ACTIVITY
Copy every line from the records below that holds the word "whereas".

(Dataset entries)
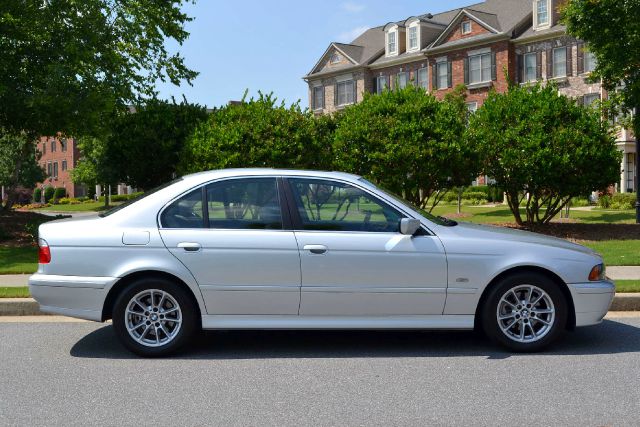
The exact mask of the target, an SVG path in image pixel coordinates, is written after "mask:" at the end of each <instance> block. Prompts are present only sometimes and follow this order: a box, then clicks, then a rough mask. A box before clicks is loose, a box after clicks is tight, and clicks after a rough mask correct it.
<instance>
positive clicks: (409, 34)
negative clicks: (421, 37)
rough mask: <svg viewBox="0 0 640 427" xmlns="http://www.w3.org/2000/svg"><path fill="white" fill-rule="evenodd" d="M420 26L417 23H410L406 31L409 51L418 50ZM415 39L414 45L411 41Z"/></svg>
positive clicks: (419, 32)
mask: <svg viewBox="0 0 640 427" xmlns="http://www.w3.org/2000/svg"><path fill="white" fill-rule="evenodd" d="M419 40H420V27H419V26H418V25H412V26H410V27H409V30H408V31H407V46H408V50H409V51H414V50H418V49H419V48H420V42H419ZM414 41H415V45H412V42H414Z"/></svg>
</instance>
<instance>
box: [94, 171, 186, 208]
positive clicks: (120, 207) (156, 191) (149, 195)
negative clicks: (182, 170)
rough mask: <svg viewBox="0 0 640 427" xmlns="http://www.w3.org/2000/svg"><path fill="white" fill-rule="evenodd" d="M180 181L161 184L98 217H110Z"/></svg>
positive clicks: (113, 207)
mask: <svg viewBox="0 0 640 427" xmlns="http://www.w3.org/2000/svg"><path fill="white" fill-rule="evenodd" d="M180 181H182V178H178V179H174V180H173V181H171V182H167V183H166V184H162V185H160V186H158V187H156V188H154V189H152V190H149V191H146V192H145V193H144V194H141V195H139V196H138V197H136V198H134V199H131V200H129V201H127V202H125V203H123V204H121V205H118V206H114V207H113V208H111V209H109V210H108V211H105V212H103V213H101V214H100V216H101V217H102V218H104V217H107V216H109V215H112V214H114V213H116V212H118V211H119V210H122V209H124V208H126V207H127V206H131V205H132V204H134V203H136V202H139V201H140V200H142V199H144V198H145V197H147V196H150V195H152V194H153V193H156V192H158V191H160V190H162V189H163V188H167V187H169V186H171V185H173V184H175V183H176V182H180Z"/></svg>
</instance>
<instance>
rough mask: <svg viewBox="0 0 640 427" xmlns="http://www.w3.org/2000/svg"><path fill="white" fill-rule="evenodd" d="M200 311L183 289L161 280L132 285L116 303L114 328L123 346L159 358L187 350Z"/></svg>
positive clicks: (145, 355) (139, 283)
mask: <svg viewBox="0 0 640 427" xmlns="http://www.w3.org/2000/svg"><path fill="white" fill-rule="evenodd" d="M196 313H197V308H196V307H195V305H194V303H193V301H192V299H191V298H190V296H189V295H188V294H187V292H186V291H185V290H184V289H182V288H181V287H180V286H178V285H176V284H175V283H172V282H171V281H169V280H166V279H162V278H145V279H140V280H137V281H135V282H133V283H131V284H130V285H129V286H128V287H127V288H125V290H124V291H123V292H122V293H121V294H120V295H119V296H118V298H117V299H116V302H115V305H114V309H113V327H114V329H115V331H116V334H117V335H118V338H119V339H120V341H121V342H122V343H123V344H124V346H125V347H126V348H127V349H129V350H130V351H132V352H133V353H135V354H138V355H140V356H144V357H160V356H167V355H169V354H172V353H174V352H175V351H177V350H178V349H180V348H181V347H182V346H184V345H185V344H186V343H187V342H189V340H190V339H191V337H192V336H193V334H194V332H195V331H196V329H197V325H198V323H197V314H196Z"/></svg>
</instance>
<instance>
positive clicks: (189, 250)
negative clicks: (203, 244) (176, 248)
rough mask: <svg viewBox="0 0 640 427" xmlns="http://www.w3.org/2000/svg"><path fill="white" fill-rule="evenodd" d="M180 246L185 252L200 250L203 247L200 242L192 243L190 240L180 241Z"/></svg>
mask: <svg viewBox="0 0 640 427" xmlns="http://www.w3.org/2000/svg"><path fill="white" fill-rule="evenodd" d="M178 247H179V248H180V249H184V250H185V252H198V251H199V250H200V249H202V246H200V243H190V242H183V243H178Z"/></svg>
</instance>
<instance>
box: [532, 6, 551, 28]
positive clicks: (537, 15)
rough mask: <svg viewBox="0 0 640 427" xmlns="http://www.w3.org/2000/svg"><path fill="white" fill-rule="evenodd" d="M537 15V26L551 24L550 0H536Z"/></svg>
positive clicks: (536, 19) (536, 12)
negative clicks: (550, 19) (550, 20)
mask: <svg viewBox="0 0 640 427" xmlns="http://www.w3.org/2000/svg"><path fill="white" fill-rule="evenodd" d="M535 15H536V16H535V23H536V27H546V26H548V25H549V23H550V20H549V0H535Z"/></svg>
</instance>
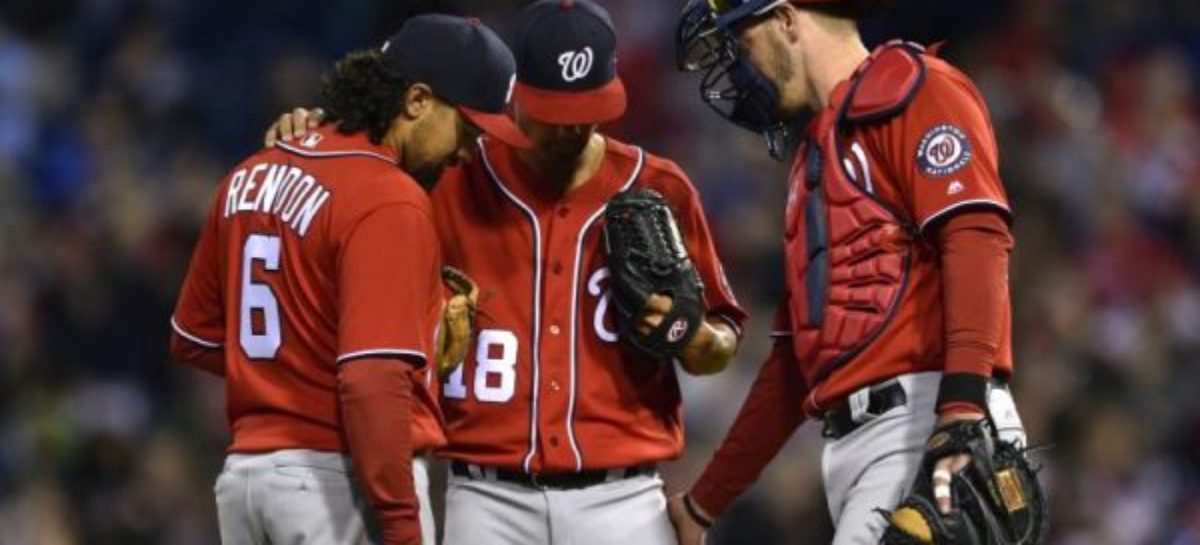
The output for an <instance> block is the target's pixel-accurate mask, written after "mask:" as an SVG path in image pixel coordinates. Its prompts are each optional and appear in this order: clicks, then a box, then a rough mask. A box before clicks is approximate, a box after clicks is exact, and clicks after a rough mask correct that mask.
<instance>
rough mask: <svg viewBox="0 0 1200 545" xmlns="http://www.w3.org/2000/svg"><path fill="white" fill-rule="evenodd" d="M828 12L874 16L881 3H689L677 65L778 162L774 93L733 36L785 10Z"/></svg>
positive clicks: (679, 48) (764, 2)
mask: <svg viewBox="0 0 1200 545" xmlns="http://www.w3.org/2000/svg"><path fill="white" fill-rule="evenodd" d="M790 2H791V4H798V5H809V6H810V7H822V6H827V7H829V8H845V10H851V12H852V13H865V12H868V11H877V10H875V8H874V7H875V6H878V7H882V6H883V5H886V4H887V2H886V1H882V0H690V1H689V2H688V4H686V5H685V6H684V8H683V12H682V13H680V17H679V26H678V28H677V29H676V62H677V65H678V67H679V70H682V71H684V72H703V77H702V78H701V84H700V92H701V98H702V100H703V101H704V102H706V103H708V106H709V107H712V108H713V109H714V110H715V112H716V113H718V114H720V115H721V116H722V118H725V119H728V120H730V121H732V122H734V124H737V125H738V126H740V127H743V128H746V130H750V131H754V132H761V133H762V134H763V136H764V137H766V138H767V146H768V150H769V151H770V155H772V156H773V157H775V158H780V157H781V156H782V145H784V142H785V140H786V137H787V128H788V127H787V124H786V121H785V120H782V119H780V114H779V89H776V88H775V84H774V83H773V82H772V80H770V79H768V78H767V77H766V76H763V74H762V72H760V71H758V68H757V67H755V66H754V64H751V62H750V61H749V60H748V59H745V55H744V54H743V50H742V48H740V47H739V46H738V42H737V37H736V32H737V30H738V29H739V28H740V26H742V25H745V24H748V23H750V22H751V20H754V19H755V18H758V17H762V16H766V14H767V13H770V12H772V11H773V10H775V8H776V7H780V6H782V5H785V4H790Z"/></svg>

---

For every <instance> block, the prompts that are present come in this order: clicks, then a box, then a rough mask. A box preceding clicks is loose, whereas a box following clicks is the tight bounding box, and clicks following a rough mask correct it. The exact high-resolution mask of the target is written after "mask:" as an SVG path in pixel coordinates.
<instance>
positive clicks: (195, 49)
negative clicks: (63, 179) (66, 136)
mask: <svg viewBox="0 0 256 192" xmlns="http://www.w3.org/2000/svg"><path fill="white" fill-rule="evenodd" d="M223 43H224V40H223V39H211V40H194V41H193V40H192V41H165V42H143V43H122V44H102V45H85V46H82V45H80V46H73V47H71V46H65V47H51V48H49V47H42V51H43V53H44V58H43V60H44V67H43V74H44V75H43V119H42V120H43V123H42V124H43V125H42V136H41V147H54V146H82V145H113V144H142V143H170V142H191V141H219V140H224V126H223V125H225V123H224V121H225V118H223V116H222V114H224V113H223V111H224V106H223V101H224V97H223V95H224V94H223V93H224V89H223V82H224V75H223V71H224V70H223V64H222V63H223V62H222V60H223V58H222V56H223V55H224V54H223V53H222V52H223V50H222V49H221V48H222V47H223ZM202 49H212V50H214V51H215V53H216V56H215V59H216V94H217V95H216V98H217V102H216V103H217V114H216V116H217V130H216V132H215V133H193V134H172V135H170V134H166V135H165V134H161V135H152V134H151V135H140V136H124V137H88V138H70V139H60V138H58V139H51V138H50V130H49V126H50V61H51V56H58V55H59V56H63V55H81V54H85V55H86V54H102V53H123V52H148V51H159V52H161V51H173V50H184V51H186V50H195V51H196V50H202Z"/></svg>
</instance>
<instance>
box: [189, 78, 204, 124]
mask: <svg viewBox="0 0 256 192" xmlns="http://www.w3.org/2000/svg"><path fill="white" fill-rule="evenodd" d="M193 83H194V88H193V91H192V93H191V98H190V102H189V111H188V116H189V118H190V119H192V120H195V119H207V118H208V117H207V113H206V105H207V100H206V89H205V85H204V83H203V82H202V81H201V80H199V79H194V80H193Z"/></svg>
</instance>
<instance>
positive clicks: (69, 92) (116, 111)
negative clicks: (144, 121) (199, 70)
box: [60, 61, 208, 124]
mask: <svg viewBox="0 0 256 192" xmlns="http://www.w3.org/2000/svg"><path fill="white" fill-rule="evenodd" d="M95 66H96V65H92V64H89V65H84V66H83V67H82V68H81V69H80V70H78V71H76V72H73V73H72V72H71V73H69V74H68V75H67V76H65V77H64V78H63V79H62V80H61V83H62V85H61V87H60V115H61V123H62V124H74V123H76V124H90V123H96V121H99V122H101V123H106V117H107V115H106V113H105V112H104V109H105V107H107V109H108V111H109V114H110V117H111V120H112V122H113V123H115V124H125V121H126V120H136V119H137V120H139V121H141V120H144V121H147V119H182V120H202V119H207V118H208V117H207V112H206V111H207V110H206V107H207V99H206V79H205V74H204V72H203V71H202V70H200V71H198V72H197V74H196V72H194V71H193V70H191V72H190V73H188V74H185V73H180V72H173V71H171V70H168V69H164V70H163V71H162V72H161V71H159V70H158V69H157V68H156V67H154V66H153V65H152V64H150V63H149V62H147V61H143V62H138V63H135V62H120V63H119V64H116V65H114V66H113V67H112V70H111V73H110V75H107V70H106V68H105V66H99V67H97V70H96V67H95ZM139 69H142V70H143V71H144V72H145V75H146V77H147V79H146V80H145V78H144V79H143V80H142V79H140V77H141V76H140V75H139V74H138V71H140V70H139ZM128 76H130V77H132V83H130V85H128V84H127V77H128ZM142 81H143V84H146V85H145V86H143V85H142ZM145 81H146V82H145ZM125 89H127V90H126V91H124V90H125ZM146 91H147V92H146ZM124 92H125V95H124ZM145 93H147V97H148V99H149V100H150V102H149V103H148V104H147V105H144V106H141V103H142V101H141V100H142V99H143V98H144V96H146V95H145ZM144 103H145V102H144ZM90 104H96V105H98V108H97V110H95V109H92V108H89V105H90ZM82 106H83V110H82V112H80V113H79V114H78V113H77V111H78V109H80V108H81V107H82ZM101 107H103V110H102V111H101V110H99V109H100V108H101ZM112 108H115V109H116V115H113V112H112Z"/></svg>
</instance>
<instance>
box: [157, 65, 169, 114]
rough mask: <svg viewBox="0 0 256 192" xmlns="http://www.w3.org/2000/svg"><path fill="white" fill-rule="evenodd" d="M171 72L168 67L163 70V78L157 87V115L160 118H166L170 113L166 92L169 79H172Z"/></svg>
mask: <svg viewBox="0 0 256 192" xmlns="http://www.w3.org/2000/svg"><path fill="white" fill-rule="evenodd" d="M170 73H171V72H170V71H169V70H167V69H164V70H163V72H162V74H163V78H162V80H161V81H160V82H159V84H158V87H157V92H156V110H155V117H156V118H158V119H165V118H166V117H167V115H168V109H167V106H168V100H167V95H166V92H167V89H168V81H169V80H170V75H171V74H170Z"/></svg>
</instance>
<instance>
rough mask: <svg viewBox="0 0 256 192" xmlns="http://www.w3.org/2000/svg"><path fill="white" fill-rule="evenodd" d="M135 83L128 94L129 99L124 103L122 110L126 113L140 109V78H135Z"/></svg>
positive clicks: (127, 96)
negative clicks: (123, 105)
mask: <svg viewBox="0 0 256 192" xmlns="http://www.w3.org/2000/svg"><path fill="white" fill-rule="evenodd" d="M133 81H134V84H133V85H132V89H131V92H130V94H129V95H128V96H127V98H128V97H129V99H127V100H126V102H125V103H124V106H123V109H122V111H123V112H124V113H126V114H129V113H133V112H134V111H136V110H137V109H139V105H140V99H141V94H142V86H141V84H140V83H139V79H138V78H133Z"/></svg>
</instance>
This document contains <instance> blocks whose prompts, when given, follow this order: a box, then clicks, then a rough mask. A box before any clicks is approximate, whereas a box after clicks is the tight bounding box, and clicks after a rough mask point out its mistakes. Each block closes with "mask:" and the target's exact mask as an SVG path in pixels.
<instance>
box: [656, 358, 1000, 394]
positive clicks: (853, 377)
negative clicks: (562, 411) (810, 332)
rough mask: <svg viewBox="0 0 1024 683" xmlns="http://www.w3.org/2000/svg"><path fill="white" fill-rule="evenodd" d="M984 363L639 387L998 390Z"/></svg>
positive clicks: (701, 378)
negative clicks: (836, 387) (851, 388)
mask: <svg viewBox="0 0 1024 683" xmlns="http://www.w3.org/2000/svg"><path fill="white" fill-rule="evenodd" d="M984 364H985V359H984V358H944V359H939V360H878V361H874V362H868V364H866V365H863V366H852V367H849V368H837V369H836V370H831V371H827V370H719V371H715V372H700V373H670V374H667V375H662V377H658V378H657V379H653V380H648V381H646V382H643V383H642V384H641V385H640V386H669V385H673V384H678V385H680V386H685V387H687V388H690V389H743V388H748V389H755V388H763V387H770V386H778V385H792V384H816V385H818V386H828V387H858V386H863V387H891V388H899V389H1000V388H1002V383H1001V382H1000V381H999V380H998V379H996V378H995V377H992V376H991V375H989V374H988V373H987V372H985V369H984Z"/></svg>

COMPLETED TASK
For every <instance> block, the prompts that are present come in this order: clicks, then a box, then a rough mask. A box preceding clicks is loose, whereas a box following clicks is the tight bounding box, and clicks following a rough mask correct it. The exact high-resolution mask of the target is written after "mask:" as an SVG path in pixel coordinates.
This document contains <instance> blocks whose prompts, when given, follow this order: a box, then clicks, then a rough mask. A box before any clicks is approximate, whereas a box after clicks is the tight bounding box, and clicks after a rough mask point out its mistakes. Each block closes with "mask:" and the target's exact mask as an SVG path in pixels.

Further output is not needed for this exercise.